Begin DATASET EXCERPTS
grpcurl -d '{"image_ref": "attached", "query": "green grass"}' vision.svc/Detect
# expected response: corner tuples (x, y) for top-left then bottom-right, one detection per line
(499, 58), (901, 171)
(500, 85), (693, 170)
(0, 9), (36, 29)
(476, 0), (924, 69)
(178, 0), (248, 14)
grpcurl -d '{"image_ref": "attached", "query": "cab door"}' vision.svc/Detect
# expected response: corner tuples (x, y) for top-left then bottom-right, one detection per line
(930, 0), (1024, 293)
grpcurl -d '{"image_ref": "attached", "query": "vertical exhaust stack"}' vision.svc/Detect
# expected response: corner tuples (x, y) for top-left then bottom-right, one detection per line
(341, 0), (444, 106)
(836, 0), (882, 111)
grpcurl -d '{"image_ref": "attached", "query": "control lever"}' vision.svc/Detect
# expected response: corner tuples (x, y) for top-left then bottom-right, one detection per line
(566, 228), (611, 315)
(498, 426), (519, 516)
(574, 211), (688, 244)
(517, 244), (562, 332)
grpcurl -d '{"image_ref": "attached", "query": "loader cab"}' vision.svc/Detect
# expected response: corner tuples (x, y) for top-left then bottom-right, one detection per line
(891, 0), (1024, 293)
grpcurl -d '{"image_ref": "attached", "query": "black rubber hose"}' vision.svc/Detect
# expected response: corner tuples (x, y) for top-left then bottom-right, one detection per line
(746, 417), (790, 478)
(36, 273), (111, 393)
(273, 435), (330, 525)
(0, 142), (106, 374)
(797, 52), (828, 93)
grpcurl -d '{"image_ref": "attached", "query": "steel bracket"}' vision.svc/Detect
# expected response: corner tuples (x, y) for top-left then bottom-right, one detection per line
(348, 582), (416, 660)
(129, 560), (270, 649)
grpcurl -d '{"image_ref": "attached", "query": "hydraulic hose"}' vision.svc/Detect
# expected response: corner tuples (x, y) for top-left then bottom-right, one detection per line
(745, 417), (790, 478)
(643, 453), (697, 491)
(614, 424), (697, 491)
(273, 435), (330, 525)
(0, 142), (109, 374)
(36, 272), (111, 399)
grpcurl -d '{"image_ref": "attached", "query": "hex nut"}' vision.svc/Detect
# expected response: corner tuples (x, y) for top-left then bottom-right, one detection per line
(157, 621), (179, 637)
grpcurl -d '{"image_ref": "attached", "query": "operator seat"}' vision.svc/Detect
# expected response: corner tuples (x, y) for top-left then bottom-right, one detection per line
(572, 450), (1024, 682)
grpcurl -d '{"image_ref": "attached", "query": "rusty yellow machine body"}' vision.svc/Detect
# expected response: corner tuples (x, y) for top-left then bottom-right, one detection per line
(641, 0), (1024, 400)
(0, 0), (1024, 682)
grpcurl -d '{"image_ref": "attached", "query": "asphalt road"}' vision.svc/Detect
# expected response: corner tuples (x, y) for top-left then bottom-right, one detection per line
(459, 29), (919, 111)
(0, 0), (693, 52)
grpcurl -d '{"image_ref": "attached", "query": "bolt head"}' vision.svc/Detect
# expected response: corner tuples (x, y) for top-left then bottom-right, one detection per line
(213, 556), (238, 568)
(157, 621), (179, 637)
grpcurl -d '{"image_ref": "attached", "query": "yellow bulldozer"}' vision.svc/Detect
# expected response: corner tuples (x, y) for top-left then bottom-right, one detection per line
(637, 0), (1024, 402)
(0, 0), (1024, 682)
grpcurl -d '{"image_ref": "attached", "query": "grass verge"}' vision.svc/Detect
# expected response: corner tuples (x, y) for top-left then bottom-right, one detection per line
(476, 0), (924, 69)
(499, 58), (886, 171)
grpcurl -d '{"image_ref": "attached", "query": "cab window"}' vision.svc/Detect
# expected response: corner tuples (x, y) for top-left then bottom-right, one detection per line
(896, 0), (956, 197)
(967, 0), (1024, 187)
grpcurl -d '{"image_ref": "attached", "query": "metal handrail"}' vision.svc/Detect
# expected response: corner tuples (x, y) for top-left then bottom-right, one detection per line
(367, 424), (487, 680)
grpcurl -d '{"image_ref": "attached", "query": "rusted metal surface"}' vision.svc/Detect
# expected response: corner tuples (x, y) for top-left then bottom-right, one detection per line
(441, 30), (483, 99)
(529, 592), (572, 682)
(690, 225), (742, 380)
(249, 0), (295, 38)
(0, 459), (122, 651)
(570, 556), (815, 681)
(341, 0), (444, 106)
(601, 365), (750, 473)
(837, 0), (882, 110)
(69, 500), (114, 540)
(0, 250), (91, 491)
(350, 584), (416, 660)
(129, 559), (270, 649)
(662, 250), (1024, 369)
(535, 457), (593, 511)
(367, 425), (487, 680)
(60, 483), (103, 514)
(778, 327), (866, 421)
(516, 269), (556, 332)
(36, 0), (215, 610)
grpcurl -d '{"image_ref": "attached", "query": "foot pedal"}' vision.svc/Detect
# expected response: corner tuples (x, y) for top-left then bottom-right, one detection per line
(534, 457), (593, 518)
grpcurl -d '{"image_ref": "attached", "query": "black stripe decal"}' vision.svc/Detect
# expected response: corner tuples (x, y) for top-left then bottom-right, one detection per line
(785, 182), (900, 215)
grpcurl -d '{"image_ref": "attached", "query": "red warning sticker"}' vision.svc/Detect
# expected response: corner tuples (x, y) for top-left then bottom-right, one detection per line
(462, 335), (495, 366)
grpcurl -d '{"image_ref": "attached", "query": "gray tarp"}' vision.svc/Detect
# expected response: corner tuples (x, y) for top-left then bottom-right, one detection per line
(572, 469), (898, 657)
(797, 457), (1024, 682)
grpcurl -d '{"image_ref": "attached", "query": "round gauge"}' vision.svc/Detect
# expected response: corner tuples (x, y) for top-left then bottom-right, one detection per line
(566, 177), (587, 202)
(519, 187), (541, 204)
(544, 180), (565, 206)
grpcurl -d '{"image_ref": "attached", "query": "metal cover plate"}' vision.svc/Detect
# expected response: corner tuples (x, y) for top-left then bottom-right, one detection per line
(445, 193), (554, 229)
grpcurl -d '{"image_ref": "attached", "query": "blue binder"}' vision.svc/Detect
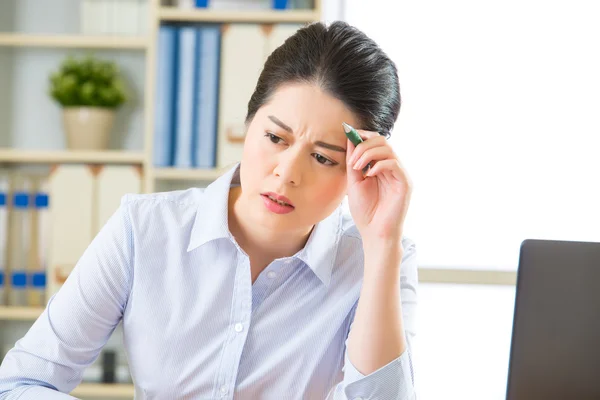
End DATASET EXCERPTS
WHAT IS NEEDED
Copy every line of the entries from the very first line down to the line containing "(36, 272), (111, 399)", with both of those lines included.

SOLUTION FOR THIS PROBLEM
grpcurl -d '{"image_ref": "attached", "query": "green grass"}' vision.svc/Detect
# expected response: corner tuples (x, y) for top-left then bottom-right, one detection per line
(499, 58), (901, 171)
(500, 85), (693, 170)
(0, 9), (36, 29)
(476, 0), (924, 69)
(178, 0), (248, 14)
grpcurl -d '{"image_ref": "attached", "query": "cab door"}' vision.svc/Detect
# expected response: corner tuples (x, y) for top-left then bottom-right, one detection per line
(930, 0), (1024, 293)
grpcurl -d '{"image_ref": "attached", "query": "vertical exhaust stack"}' vision.svc/Detect
# expected response: corner tuples (x, y) for top-left then bottom-right, one detection per line
(341, 0), (444, 106)
(836, 0), (882, 111)
grpcurl -d '{"image_ref": "attached", "query": "control lever"}' vision.svc/Detect
# expected response: corner tuples (x, y) for top-left then bottom-right, one detection per line
(566, 228), (611, 315)
(498, 426), (519, 516)
(574, 211), (688, 244)
(517, 244), (562, 332)
grpcurl -d '{"image_ref": "attached", "query": "loader cab"}' vision.svc/Detect
# expected response: corner tuples (x, y) for top-left then bottom-right, one detection per line
(891, 0), (1024, 293)
grpcurl -d '{"image_ref": "attached", "query": "black rubber hose"}' vision.svc/Detect
# expected response: corner tuples (x, y) for top-left then bottom-right, one detection per line
(746, 417), (790, 478)
(36, 273), (111, 393)
(273, 435), (330, 525)
(0, 142), (106, 374)
(797, 52), (828, 93)
grpcurl -d '{"image_ref": "attached", "query": "steel bracket"}' vision.svc/Detect
# expected response: corner tuples (x, y) for top-left then bottom-right, one detection per line
(348, 582), (416, 660)
(129, 560), (270, 649)
grpcurl -d '{"image_ref": "attached", "query": "hydraulic hose"}' vision.svc/Detect
# expected response: corner tuples (x, y) for top-left then bottom-right, one detection per line
(745, 417), (790, 478)
(643, 453), (697, 491)
(614, 424), (697, 491)
(273, 435), (330, 525)
(0, 142), (109, 374)
(36, 272), (111, 399)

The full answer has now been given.